### RECORDS SHOWN ###

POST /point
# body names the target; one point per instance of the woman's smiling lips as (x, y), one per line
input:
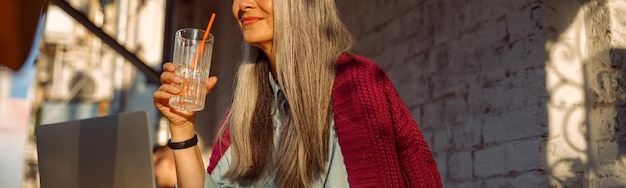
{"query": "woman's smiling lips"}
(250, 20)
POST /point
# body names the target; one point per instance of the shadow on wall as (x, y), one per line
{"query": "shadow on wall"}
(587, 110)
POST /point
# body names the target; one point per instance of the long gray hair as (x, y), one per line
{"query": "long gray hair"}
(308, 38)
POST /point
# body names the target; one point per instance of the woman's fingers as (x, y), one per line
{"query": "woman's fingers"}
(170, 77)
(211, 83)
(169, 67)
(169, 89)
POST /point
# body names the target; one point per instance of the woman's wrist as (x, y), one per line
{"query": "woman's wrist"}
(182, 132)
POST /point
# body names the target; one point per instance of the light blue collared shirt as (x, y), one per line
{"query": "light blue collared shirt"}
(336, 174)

###
### RECORDS SHOWN ###

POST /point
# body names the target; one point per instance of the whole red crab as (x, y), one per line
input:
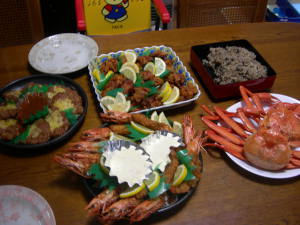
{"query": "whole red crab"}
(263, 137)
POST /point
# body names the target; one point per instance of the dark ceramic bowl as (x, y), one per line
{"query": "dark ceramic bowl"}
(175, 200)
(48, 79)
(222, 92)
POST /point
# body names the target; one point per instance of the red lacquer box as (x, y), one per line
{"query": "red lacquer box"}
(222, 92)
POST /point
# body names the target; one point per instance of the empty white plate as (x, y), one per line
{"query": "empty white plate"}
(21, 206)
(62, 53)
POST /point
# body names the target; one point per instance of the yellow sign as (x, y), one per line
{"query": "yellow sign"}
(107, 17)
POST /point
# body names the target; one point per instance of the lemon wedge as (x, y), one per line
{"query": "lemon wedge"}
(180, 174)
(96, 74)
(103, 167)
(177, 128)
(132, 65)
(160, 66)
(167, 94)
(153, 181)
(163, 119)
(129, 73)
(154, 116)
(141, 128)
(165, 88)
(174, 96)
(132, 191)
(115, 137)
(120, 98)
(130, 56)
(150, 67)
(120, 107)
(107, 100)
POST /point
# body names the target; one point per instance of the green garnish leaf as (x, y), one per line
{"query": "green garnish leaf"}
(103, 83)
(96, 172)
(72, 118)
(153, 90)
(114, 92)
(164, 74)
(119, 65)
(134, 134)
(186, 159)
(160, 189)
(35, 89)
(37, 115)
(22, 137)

###
### RECORDS SHOWN ###

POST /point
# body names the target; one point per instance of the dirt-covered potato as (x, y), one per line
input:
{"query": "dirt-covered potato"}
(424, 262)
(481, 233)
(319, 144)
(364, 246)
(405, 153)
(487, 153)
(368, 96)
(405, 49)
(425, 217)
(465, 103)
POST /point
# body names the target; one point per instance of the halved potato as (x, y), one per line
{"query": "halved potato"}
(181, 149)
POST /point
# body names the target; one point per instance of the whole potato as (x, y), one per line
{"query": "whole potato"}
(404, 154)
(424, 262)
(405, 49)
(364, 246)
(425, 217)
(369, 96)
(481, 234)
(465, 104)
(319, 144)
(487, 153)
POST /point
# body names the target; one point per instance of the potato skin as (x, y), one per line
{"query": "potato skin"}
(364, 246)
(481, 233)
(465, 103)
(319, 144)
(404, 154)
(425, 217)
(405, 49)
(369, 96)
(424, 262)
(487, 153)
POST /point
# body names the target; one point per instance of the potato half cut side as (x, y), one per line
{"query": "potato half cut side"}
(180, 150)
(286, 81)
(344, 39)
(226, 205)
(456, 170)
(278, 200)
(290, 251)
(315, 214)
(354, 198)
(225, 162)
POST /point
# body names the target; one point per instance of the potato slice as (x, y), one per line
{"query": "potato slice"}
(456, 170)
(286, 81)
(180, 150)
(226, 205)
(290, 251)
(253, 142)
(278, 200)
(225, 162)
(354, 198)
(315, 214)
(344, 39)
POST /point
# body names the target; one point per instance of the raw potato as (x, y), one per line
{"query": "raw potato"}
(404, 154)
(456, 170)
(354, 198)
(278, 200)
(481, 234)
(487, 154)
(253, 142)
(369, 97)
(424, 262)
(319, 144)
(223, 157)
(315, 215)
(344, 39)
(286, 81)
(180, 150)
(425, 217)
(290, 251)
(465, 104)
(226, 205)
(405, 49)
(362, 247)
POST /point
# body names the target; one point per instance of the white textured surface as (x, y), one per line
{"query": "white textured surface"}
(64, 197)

###

PROBLEM TO SOLVE.
Please list every line in the records above that contains the string "plate".

EXPECTED ANSWER.
# body names the target; one point per instance of the empty white plate as (x, y), one per line
{"query": "empty white plate"}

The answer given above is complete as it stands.